**** Document segment
Features (pattern recognition)

From Wikipedia, the free encyclopedia

In pattern recognition, features are the individual measurable heuristic properties of the phenomena being observed. Choosing discriminating and independent features is key to any pattern recognition algorithm being successful in classification.

Features are usually numeric, but structural features such as strings and graphs are used in syntactic pattern recognition.

While different areas of pattern recognition obviously have different features, once the features are decided, they are classified by a much smaller set of algorithms. These include nearest neighbor classification in multiple dimensions, neural networks or statistical techniques such as Bayesian approaches.

[edit] Examples

In character recognition, features may include horizontal and vertical profiles, number of internal holes, stroke detection and many others.

In speech recognition, features for recognizing phonemes can include noise ratios, length of sounds, relative power, filter matches and many others.

In spam detection algorithms, features may include whether certain email headers are present or absent, whether they are well formed, what language the email appears to be, the grammatical correctness of the text, markovian frequency analysis and many others.

In all these cases, and many others, extracting features that are measurable by a computer is an art, and with the exception of some neural networking and genetic techniques that automatically intuit "features", hand selection of good features forms the basis of almost all classification algorithms.
********
**** Given records
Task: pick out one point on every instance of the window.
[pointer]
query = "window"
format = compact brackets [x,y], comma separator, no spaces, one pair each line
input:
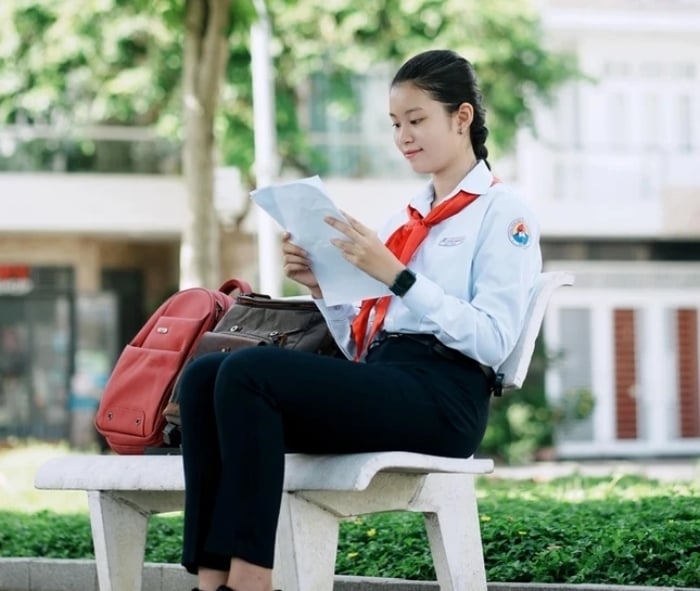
********
In the article on features in pattern recognition, what kind of features does syntactic pattern recognition use?

Output
Structural features, such as strings and graphs.